Task statement:
I would like each line of the data that holds the word "coat" copied out.

Saved entries:
━━━━━━━━━━━━━━━━
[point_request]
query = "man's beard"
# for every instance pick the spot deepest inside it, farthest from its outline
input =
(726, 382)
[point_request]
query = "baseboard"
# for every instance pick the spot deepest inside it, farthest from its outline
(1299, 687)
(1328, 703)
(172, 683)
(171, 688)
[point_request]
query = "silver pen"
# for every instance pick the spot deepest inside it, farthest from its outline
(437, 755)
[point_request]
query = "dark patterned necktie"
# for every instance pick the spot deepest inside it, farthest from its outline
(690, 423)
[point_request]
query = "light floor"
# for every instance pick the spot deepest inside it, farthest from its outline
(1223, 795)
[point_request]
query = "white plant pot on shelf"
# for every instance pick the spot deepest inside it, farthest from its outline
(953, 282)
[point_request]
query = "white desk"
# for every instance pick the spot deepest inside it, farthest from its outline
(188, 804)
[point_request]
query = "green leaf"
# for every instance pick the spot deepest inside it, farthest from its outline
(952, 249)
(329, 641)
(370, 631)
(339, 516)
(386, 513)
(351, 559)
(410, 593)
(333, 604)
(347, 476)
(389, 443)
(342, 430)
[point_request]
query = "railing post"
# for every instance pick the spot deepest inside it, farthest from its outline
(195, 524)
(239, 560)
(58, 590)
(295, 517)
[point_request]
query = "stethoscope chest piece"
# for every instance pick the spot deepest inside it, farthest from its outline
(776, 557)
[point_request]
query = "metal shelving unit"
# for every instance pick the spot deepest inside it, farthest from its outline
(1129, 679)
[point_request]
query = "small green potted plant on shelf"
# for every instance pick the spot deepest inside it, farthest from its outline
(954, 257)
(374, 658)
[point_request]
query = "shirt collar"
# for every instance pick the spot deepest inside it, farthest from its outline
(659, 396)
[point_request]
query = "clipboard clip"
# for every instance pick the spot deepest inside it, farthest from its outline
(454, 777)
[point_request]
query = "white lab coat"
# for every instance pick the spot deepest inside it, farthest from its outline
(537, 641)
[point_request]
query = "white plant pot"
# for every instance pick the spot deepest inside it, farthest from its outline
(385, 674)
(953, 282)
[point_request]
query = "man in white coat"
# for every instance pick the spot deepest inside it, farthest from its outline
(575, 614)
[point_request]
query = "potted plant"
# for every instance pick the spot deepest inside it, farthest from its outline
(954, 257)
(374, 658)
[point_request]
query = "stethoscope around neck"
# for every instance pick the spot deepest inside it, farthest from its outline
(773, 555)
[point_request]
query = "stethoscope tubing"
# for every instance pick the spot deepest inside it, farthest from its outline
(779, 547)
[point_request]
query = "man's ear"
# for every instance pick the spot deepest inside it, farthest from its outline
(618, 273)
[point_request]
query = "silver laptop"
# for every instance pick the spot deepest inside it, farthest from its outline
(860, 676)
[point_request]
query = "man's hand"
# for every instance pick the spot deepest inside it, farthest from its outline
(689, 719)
━━━━━━━━━━━━━━━━
Exercise solution:
query = "white lab coat"
query = "man in white coat"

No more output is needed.